Set task 1:
Answer these questions from the article on Eduard Shevardnadze:
(a) Where was Shevardnadze speaking when he gave the interview?
(b) How many Soviet tanks does he say were in Europe?
(c) What post does the article give for Richard Miles?
Set task 2: Pick up the article on Eduard Shevardnadze's downfall after its final sentence and write the next few paragraphs.

Passage:
— Begin —
TBILISI -- Eduard Shevardnadze, the deposed Georgian president and an embittered, broken man, told The Telegraph yesterday that he had "rescued the world" from the brink of nuclear catastrophe by ending the Cold War, only to be betrayed by the West.
 
Speaking at his official residence on a hill overlooking Tbilisi, the man who was once one of the world's most feted politicians said he had been let down. "If the Cold War had not stopped there would have been a Third World War," he said. "We rescued the world. I'm not saying that I did it alone but I played one of the most important roles.
 
"There were 40,000 Soviet tanks in Europe and hundreds of thousands of guns. Within 24 hours they could have been on the Atlantic coast [of France] but we didn't do that even when the hotheads wanted to use force in Berlin and crush Solidarity in Poland."
 
But Mr Shevardnadze now believes that the United States helped to orchestrate his downfall. Upset by what he saw as a gross betrayal by his friends, the 75-year-old strongman vented his sense of hurt, particularly at the role of Richard Miles, the American ambassador, whom he alleged was instrumental in the opposition's success in unseating him, as well as local activists backed with American money.
— End —
Data supplied:
— Begin —
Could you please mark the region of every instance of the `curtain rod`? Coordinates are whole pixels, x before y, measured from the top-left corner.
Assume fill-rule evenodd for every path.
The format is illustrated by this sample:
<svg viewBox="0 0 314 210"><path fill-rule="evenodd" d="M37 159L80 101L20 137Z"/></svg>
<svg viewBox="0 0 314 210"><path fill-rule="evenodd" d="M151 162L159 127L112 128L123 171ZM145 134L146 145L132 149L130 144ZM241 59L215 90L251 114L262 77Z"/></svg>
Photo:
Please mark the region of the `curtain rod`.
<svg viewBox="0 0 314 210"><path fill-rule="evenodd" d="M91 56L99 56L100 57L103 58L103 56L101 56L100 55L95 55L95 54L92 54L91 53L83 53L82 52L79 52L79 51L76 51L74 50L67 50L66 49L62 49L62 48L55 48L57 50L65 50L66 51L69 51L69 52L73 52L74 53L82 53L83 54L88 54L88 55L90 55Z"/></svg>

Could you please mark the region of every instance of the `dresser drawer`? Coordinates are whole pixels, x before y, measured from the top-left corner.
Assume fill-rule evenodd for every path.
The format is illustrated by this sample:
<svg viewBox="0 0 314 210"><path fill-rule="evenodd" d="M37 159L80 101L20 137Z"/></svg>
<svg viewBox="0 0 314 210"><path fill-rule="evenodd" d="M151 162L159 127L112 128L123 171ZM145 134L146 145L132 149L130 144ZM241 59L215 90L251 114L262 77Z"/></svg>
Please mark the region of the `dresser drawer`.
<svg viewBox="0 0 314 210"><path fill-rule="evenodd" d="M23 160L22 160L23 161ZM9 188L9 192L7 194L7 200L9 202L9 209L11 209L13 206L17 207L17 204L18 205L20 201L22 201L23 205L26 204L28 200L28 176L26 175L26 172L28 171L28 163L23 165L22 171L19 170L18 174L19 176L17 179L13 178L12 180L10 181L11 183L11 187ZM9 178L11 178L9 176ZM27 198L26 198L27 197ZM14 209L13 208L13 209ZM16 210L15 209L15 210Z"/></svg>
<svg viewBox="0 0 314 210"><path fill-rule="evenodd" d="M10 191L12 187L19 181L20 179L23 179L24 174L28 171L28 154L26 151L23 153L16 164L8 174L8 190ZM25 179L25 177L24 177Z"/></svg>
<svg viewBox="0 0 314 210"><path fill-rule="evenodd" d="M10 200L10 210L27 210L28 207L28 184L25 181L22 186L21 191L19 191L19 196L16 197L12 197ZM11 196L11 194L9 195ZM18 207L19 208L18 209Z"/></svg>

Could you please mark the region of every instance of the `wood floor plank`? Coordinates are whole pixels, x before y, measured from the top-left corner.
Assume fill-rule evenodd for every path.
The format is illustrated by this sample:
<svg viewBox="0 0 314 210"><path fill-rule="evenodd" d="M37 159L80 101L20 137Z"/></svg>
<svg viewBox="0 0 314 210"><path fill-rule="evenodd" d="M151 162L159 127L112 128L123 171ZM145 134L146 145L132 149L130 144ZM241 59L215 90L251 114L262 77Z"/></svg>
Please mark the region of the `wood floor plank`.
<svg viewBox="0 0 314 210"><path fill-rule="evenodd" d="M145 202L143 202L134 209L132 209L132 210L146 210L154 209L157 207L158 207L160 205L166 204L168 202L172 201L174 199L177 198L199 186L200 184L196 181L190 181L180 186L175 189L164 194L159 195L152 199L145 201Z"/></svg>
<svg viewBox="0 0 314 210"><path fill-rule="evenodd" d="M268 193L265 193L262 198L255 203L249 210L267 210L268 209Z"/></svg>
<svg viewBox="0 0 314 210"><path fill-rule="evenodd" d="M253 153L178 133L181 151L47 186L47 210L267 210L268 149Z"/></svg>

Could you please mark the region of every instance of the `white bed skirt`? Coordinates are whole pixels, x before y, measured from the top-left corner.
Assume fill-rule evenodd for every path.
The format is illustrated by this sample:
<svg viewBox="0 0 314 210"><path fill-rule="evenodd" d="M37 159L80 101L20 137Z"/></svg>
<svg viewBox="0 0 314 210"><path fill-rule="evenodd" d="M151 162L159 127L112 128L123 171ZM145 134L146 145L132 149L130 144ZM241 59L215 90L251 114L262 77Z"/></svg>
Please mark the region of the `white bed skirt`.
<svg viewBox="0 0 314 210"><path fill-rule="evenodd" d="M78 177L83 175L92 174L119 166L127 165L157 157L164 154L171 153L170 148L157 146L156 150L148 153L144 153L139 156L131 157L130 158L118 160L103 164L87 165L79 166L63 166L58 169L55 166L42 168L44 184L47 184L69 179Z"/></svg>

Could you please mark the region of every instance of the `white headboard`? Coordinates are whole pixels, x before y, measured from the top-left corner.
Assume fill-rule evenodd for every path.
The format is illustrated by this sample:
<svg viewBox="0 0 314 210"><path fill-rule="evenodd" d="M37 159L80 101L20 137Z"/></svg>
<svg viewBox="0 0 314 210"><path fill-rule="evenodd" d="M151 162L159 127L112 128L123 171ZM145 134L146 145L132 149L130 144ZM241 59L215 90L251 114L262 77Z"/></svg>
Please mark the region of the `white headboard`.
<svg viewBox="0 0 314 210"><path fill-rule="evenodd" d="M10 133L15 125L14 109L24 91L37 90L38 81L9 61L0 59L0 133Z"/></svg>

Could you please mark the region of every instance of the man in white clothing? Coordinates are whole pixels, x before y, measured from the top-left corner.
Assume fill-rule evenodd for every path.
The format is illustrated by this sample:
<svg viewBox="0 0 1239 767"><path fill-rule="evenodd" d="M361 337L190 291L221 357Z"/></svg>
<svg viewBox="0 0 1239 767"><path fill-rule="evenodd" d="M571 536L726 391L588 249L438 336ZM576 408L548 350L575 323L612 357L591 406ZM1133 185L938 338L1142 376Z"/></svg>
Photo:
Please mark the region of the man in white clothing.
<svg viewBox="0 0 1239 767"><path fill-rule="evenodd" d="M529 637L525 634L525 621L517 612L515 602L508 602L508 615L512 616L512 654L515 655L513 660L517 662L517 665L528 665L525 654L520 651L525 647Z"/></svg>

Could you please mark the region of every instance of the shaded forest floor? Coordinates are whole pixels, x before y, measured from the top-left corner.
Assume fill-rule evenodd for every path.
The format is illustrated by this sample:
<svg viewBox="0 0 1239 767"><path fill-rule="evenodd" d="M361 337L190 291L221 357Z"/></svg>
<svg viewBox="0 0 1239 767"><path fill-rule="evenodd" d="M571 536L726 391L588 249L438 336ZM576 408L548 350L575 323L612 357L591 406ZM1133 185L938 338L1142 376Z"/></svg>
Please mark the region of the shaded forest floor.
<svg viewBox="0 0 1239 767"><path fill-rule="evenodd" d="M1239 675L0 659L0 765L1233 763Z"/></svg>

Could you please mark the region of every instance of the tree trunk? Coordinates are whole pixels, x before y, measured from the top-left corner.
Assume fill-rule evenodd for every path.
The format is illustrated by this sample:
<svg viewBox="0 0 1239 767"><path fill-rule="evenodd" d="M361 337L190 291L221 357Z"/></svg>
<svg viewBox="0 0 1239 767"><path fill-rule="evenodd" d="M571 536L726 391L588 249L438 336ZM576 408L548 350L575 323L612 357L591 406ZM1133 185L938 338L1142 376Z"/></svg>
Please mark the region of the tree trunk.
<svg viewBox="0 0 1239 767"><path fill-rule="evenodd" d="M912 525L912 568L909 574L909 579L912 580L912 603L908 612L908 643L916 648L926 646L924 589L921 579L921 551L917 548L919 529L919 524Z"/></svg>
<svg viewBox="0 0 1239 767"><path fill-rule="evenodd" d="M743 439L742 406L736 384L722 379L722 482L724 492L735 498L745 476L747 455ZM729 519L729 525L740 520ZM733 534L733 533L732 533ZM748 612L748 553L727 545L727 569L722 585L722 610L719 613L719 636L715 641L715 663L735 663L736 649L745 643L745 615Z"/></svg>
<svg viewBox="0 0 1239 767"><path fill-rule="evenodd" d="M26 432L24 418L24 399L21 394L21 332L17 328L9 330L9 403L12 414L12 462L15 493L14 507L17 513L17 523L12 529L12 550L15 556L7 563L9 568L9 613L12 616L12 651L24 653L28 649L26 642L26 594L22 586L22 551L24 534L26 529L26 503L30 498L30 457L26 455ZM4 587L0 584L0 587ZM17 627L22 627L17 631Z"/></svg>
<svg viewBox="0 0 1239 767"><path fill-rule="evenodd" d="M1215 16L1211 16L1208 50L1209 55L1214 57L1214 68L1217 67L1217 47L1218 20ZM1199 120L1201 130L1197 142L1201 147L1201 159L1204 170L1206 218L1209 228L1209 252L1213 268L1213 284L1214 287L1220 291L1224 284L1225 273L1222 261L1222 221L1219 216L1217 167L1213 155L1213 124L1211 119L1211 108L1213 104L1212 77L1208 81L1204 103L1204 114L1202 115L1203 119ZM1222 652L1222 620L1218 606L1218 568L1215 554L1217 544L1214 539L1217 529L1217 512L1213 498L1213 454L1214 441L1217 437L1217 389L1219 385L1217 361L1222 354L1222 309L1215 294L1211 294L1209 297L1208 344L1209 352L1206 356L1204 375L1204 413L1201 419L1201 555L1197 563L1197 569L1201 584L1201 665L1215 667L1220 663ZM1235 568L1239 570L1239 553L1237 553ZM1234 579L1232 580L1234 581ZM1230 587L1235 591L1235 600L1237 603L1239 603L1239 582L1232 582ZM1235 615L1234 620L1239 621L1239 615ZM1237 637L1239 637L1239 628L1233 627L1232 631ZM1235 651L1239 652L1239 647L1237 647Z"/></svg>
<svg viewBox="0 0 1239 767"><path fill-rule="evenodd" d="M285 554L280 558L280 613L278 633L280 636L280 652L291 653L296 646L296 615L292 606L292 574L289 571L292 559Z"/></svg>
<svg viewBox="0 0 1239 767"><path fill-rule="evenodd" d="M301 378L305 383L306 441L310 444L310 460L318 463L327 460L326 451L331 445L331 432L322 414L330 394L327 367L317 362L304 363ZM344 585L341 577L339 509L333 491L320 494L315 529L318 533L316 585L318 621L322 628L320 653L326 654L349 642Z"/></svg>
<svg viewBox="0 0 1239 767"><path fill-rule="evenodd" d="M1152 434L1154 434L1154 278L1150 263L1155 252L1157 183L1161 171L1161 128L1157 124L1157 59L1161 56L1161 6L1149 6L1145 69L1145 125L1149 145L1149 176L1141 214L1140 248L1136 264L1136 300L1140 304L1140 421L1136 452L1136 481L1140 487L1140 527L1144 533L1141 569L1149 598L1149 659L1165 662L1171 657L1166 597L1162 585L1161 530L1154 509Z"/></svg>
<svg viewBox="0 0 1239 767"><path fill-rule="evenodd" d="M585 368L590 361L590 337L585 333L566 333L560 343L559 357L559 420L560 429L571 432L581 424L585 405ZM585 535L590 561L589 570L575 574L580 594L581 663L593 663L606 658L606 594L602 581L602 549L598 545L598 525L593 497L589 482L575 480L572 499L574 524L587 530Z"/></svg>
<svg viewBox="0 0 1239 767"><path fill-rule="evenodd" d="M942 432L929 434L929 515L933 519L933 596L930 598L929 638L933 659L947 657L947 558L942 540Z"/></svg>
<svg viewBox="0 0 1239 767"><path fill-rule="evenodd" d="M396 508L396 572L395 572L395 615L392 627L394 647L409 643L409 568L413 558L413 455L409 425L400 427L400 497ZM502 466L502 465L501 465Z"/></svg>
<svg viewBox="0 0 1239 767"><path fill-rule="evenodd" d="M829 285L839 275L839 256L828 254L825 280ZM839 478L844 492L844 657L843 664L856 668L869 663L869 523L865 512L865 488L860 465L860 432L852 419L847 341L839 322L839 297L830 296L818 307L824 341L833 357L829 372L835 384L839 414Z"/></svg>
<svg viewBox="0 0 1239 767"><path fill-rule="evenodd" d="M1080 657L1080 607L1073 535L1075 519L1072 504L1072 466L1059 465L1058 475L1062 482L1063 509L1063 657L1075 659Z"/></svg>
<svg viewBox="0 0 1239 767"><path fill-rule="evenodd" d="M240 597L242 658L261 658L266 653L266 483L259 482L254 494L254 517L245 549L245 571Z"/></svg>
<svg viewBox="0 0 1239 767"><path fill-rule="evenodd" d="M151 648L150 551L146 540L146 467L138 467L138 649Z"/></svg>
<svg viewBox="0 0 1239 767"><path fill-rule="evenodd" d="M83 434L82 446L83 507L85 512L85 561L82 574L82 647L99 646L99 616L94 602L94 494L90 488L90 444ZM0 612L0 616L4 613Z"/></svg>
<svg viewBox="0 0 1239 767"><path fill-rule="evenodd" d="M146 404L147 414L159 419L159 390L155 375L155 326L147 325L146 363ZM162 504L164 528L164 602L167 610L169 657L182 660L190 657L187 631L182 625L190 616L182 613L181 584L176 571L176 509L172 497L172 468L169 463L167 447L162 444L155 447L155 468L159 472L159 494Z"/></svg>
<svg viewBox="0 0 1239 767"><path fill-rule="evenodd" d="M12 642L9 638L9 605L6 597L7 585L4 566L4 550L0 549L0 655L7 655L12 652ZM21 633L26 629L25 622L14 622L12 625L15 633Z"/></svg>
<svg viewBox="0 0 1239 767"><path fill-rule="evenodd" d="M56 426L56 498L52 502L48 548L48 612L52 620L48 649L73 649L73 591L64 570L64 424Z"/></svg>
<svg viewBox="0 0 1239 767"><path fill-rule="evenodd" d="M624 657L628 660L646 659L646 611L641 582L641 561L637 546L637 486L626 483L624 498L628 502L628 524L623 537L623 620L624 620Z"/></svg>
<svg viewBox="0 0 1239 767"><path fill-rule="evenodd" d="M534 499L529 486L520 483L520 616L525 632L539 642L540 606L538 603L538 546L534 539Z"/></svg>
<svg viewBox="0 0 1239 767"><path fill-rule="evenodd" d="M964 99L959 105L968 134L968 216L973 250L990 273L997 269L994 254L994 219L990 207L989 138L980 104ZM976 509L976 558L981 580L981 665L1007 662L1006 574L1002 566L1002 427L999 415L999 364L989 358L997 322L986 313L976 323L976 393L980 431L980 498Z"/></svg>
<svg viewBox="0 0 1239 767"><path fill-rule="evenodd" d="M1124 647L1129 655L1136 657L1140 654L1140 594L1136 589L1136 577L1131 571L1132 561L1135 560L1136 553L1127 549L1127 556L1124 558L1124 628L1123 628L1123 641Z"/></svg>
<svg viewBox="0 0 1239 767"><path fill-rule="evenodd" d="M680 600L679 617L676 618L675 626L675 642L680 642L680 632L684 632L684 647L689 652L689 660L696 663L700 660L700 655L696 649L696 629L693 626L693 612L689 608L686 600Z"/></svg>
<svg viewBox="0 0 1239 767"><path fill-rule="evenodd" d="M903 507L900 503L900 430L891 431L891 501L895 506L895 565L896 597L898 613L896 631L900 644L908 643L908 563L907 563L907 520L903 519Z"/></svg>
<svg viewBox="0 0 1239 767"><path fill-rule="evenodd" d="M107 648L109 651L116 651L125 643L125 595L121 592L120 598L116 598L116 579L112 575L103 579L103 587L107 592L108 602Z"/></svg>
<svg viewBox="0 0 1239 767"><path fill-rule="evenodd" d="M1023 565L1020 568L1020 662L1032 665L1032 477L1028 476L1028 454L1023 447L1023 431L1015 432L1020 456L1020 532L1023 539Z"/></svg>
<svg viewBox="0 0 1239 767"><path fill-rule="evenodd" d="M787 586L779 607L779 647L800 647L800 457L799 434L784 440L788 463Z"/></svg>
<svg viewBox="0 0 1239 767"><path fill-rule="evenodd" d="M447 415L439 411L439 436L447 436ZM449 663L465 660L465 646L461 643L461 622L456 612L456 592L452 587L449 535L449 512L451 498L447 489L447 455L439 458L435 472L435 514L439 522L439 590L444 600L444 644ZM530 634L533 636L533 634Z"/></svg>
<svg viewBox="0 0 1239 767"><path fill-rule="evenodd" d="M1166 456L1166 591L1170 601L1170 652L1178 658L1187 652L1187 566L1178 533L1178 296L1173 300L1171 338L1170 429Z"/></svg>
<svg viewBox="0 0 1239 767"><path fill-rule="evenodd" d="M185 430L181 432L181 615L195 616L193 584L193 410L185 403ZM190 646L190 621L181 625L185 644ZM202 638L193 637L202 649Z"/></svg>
— End —
Expected answer 1:
(a) At his official residence on a hill overlooking Tbilisi.
(b) 40,000.
(c) American ambassador.

Expected answer 2:
"I was one of the biggest supporters of the US policy," he said. "When they needed my support on Iraq I gave it. What happened here, this I cannot explain."
 
Mr Shevardnadze sat surrounded by the mementoes of three decades of high authority. On one wall there were framed photographs of him with George Bush Sr, Javier Solana, President Jacques Chirac, James Baker and even Ray Charles, the singer.
 
Tucked into the side of the black leather blotter on his ornate desk was the business card of the president of the United States of America, with telephone numbers scribbled on the back in pencil.
 
But the ageing man sitting on the black leather sofa appeared tired and a little bewildered. His voice was low and hoarse and his delivery slow.
 
In the past two weeks, he has visibly aged. Georgians say his legendary forceful presence has all but evaporated.
 
Yesterday morning he travelled by car to the state chancellery to clear out his office. For 30 years, Mr Shevardnadze stood at the helm of Georgian politics. Three days ago he was forced out of office as tens of thousands of angry protesters threatened to storm his residence.
 
At the height of the crisis, sparked by rigged parliamentary elections on Nov 2, comparisons were drawn between Mr Shevardnadze and the Balkan dictators Slobodan Milosevic and Nicolae Ceausescu.
 
They clearly hurt him. "Who in the world would believe that Shevardnadze could be Ceausescu or Milosevic?" he said. "In 1989 I was the first to visit Bucharest when President Iliescu was surrounded by tanks. I told him the Soviet Union is with you."
 
He claims he never contemplated using force to crush the huge opposition demonstrations in Tbilisi. "When the popular movement started I saw it threatened the integrity of Georgia and decided to announce a state of emergency," he said.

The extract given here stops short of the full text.